§ **Extract**:

The PR is sadly quite complex but I think the description captures the
changes quite well.

This is foundational work needed to properly support HTTP trailers and
scenarios where the server sends a complete response before the client
finishes uploading (e.g., early rejection, 100-continue flows, or
bidirectional streaming protocols).

## Changes

### State Machine Improvements

- **Added `endForwarded` state** to
`Transaction.StateMachine.RequestStreamState`
- This new state distinguishes between "request data forwarded to the
channel" and "request data written to the network"
- Properly handles the race condition where response completes before
the request write completes

- **Renamed `succeedRequest` → `forwardResponseEnd`** in both
`HTTPRequestStateMachine.Action` and
`HTTP1ConnectionStateMachine.Action`
- Better reflects the semantic meaning: we're forwarding the end of the
response stream, not necessarily succeeding the entire request yet
  - More accurate naming for bidirectional streaming scenarios

### Protocol Changes

- **Added `requestBodyStreamSent()` to `HTTPExecutableRequest`
protocol**
- Called by the channel handler when the request body stream has been
fully written to the network
- Allows proper coordination between request and response stream
completion
  - Implemented in both `Transaction` and `RequestBag`

### Request State Machine Updates

- **Updated `FinalSuccessfulRequestAction`**
- Changed `.sendRequestEnd(EventLoopPromise<Void>?)` to simpler
`.requestDone`
- Added `.none` case for when response completes but request is still
in-flight
- Removed the need to pass promises around, simplifying the state
machine

- **`sendRequestEnd` action now includes
`FinalSuccessfulRequestAction`**
- Allows the state machine to signal what should happen after the
request completes
- Enables proper cleanup coordination (idle connection, close, or
continue)

§ **The tasks**:
1. Which new state did the PR description say was added to `Transaction.StateMachine.RequestStreamState`?
2. Please extract, word for word, the passage of the PR description that begins at the words "The PR is sadly" and stops after "bidirectional streaming protocols).".

§ **Recorded data**:
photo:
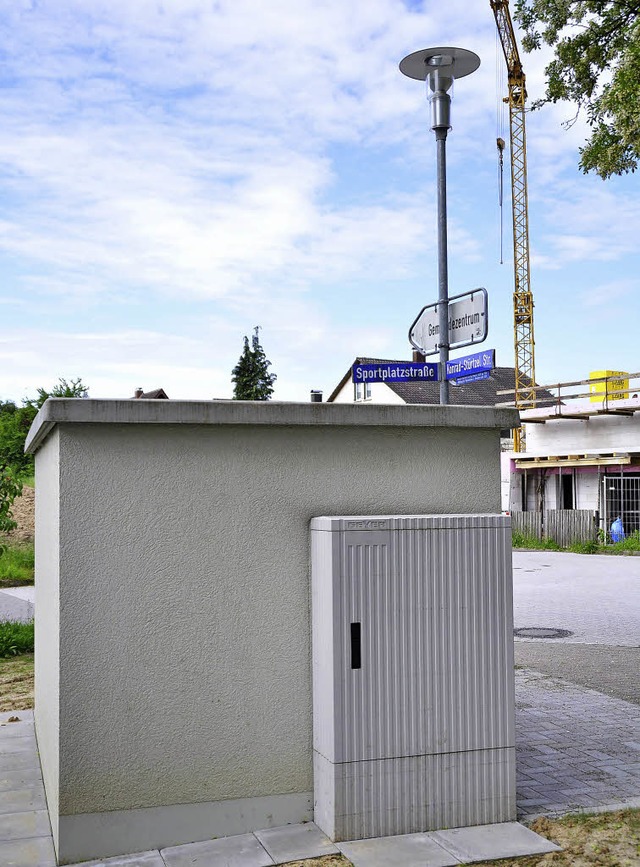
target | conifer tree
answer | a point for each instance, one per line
(251, 374)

§ **Solution list**:
1. The `endForwarded` state.

2.
The PR is sadly quite complex but I think the description captures the
changes quite well.

This is foundational work needed to properly support HTTP trailers and
scenarios where the server sends a complete response before the client
finishes uploading (e.g., early rejection, 100-continue flows, or
bidirectional streaming protocols).